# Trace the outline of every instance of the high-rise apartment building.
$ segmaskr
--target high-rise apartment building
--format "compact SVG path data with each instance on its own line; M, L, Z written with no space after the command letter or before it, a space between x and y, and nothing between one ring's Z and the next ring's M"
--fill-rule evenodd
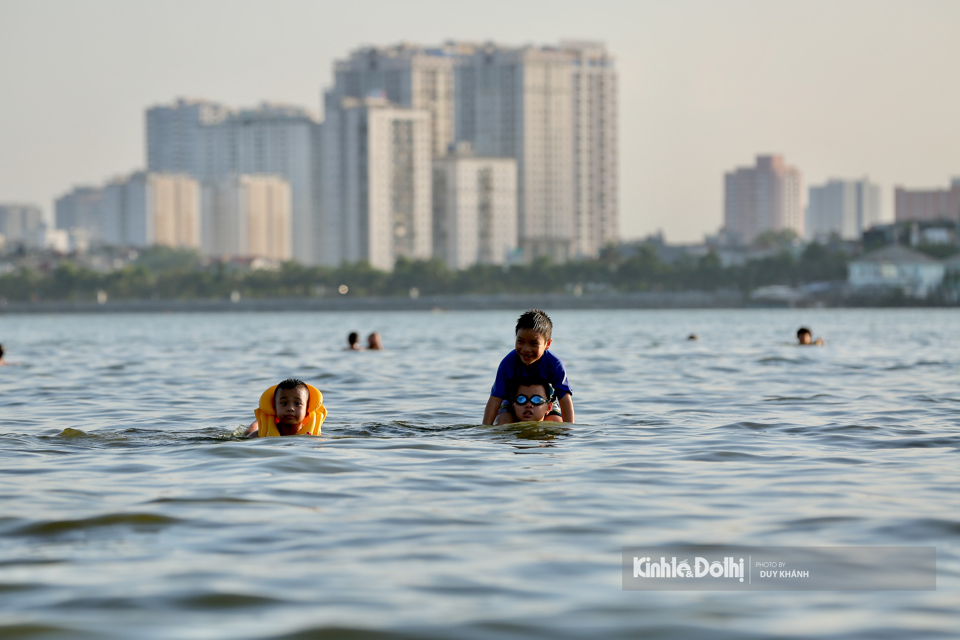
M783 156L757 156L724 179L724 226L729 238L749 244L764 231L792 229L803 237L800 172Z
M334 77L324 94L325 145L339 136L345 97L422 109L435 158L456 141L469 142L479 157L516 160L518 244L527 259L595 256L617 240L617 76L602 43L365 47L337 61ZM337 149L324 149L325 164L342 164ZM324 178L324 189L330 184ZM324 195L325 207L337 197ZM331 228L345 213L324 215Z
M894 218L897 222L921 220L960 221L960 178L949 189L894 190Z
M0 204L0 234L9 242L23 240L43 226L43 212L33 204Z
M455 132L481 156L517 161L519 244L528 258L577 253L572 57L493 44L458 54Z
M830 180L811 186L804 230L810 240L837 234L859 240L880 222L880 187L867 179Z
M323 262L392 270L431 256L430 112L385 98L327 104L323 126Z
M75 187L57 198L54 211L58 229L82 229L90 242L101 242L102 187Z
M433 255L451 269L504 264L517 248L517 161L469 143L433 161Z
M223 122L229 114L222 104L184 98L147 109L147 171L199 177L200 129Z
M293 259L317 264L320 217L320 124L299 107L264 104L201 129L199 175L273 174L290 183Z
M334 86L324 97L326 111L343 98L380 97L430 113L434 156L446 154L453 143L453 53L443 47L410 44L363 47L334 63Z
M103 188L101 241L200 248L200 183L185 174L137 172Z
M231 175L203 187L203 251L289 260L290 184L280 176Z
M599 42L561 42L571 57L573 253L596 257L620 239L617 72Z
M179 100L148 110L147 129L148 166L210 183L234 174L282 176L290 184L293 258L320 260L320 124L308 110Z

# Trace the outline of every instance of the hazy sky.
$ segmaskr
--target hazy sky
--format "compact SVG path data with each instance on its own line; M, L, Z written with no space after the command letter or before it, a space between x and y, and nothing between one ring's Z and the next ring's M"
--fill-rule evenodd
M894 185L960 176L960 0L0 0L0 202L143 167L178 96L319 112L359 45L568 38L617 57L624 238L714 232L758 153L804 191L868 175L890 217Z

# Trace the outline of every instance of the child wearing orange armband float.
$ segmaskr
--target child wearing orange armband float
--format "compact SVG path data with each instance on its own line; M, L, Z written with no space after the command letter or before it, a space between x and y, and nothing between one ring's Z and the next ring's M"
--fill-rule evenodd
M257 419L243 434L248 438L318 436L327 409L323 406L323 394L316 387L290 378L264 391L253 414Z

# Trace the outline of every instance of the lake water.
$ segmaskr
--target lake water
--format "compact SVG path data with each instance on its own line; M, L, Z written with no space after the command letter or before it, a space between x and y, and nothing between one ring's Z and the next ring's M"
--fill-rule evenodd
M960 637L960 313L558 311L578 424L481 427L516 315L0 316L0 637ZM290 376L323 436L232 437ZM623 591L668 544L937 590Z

→ **Required action**
Your answer should contain all the material above, written out exactly, and none of the pictures.

→ **Completed exercise**
# Trace the outline of every instance of the high-rise apartment building.
$ segmaskr
--target high-rise apartment building
--format "compact SVG path data with each instance on its own line; M, L, Z written with no space after the command letter or before it, a space between x and y, and nothing between one ring's Z and the next ring's M"
--fill-rule evenodd
M783 156L757 156L724 179L724 226L729 238L749 244L764 231L792 229L803 237L800 172Z
M334 77L324 94L325 145L339 136L345 97L422 109L435 158L456 141L469 142L479 157L516 160L518 244L527 259L595 256L617 240L617 76L602 43L365 47L337 61ZM337 149L324 149L325 164L342 164ZM324 178L324 189L330 184ZM324 195L325 207L337 197ZM331 228L345 213L324 215Z
M894 218L897 222L921 220L960 221L960 178L949 189L894 190Z
M0 204L0 234L9 242L23 240L43 226L43 212L33 204Z
M455 132L481 156L517 161L519 244L528 258L577 253L572 57L493 44L458 54Z
M830 180L811 186L804 230L810 240L837 234L859 240L880 222L880 187L867 179Z
M323 262L392 270L431 256L430 112L385 98L327 104L323 126Z
M75 187L57 198L54 211L58 229L82 229L90 242L101 242L102 187Z
M433 255L451 269L504 264L517 248L517 161L469 143L433 161Z
M223 122L229 114L222 104L184 98L147 109L147 171L199 177L200 129Z
M293 259L317 264L320 217L320 124L299 107L264 104L201 129L199 175L273 174L290 183Z
M334 86L324 97L326 111L343 98L380 97L430 113L434 156L446 154L453 143L453 53L443 47L410 44L363 47L334 63Z
M103 188L101 241L200 248L200 183L185 174L137 172Z
M231 175L203 187L203 251L289 260L290 184L280 176Z
M599 42L561 42L571 57L573 253L596 257L620 239L617 72Z
M179 100L148 110L147 129L148 166L210 183L234 174L282 176L290 184L293 258L320 260L320 124L308 110Z

# Trace the outline of every instance of the hazy sky.
$ segmaskr
--target hazy sky
--format "compact SVG path data with each instance on its own line; M, L, Z written with no space after the command letter or before it, a space between x and y, and nothing between one ring's Z and the next ring's M"
--fill-rule evenodd
M894 185L960 176L960 0L0 0L0 202L143 167L178 96L319 112L359 45L568 38L617 57L624 238L714 232L758 153L804 191L868 175L890 217Z

# Trace the outline of every instance of the child wearing orange armband float.
$ segmaskr
--target child wearing orange armband float
--format "compact SVG path data with each instance on its own line; M, L, Z written with no space after the command letter or before it, a space between x and y, and nothing between one ring's Z and the next ring's M"
--fill-rule evenodd
M257 419L243 434L248 438L318 436L327 409L323 406L323 394L316 387L290 378L264 391L253 414Z

# Trace the outline of every instance of the lake water.
$ segmaskr
--target lake water
--format "compact SVG path data with each instance on its own line; M, L, Z written with no space after the command letter or before it, a space between x and y, and nothing between one ring's Z and the next ring's M"
--fill-rule evenodd
M960 637L960 313L558 311L578 424L481 427L516 315L0 316L0 637ZM290 376L323 436L232 437ZM623 591L668 544L937 590Z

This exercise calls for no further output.